Return exactly the lines of the entries that start at the line containing "Target: bright sky" and continue to the last line. Omit the pictures.

++++ Data in this exercise ++++

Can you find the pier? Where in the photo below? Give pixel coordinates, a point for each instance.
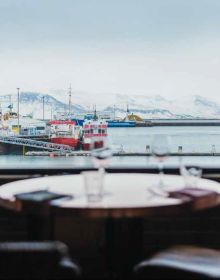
(25, 142)
(119, 154)
(178, 122)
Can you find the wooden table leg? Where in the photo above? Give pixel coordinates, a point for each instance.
(124, 244)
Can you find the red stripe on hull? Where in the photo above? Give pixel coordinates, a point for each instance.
(65, 141)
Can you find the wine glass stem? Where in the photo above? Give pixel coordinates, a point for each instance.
(161, 173)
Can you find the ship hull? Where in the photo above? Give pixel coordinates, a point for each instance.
(13, 149)
(72, 142)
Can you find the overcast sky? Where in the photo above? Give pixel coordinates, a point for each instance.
(165, 47)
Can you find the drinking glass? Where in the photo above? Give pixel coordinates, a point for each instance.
(160, 150)
(93, 182)
(191, 175)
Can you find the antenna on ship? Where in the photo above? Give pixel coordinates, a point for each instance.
(127, 112)
(95, 117)
(70, 101)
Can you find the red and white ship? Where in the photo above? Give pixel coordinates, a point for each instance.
(94, 134)
(65, 132)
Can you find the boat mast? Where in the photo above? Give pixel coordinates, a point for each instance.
(70, 101)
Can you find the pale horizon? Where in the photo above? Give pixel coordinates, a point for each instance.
(150, 48)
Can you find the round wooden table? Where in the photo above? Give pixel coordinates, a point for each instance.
(125, 196)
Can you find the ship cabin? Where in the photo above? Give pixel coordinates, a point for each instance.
(64, 127)
(94, 134)
(95, 128)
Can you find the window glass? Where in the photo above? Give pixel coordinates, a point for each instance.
(138, 71)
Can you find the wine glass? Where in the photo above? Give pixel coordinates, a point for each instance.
(160, 150)
(191, 175)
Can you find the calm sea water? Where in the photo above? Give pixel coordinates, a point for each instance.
(191, 138)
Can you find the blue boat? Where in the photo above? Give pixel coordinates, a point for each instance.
(115, 123)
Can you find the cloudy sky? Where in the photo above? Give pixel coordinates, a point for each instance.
(165, 47)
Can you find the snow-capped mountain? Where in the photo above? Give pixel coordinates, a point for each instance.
(31, 103)
(145, 106)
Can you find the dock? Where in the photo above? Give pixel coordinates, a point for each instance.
(117, 154)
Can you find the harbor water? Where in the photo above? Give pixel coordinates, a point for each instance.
(192, 139)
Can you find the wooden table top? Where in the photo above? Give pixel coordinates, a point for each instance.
(126, 195)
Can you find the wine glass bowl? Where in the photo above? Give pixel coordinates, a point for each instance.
(160, 149)
(191, 175)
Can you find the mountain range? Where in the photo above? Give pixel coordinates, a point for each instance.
(147, 107)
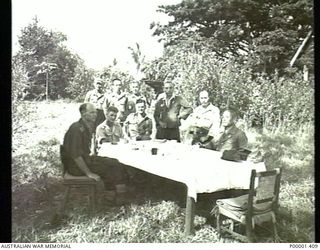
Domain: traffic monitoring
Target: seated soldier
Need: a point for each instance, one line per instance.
(77, 159)
(231, 139)
(204, 117)
(117, 98)
(134, 96)
(109, 130)
(138, 126)
(96, 97)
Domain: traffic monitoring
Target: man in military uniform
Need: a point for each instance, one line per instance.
(231, 138)
(76, 154)
(204, 117)
(110, 130)
(138, 126)
(118, 99)
(96, 97)
(134, 96)
(169, 109)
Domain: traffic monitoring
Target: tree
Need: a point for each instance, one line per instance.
(39, 46)
(262, 34)
(138, 58)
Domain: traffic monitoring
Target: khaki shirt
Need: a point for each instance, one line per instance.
(104, 132)
(169, 112)
(96, 98)
(132, 99)
(120, 101)
(232, 138)
(208, 118)
(138, 127)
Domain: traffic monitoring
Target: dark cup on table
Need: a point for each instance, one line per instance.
(154, 151)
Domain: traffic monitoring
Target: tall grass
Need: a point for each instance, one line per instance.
(37, 191)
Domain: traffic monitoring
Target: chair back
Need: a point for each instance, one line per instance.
(264, 190)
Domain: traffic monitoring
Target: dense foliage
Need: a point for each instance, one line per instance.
(43, 58)
(261, 99)
(263, 34)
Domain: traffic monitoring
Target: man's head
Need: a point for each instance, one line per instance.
(97, 84)
(135, 88)
(88, 112)
(111, 114)
(168, 88)
(140, 106)
(204, 98)
(229, 117)
(117, 85)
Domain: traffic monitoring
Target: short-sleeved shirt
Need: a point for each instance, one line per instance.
(232, 139)
(77, 142)
(206, 118)
(109, 134)
(120, 101)
(96, 98)
(138, 127)
(132, 99)
(170, 111)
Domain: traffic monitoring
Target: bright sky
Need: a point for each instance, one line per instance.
(97, 30)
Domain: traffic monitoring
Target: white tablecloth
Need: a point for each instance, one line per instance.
(201, 170)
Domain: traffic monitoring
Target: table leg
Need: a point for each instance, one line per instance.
(190, 209)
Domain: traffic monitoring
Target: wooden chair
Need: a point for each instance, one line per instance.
(255, 208)
(77, 182)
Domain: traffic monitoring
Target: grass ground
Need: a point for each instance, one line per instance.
(155, 213)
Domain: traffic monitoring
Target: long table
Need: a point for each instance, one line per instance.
(201, 170)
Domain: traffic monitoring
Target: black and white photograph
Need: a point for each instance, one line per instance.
(162, 121)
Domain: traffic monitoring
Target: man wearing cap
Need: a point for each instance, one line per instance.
(134, 96)
(169, 110)
(109, 130)
(96, 97)
(117, 98)
(204, 117)
(77, 157)
(232, 141)
(138, 126)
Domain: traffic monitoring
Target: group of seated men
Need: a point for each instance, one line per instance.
(111, 117)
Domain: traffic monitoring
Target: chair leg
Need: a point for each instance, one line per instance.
(65, 200)
(249, 229)
(218, 218)
(275, 232)
(92, 198)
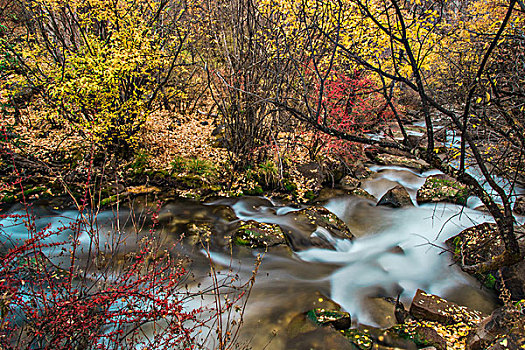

++++

Response ▸
Target: bright sky
Need: a point for each instance, one line per instance.
(97, 30)
Domain: traffic monitoring
Target: white tablecloth
Need: a point for each instance, one line per instance.
(201, 170)
Domain: traffic monitoring
Target: table leg
Need: a point for each instance, one line per instance.
(190, 209)
Domain: traffic monitoring
Target: wooden chair
Need: a point for each instance, one line per instance.
(255, 208)
(77, 182)
Domain: traffic monitoring
Target: grass ground
Need: a point for each instance, one line per instance.
(155, 213)
Domain: traffic monitoring
Target: long table
Need: a point for each instance, one line per instance.
(201, 170)
Domain: traffic monitoring
Target: black and white photograph
Need: a point for each instance, one line per instance.
(162, 121)
Domain: traffic monitoring
Target: man wearing cap
Need: a point for each instance, one line per instance.
(134, 96)
(169, 110)
(109, 130)
(96, 97)
(117, 98)
(204, 117)
(77, 157)
(232, 141)
(138, 126)
Domain: traffic monitoring
Target: group of seated men
Need: a point for each instance, one line per instance.
(111, 117)
Domain: traffic monitoring
Target: chair leg
Need: a point for each instance, one line per instance.
(65, 200)
(249, 229)
(218, 218)
(275, 232)
(92, 198)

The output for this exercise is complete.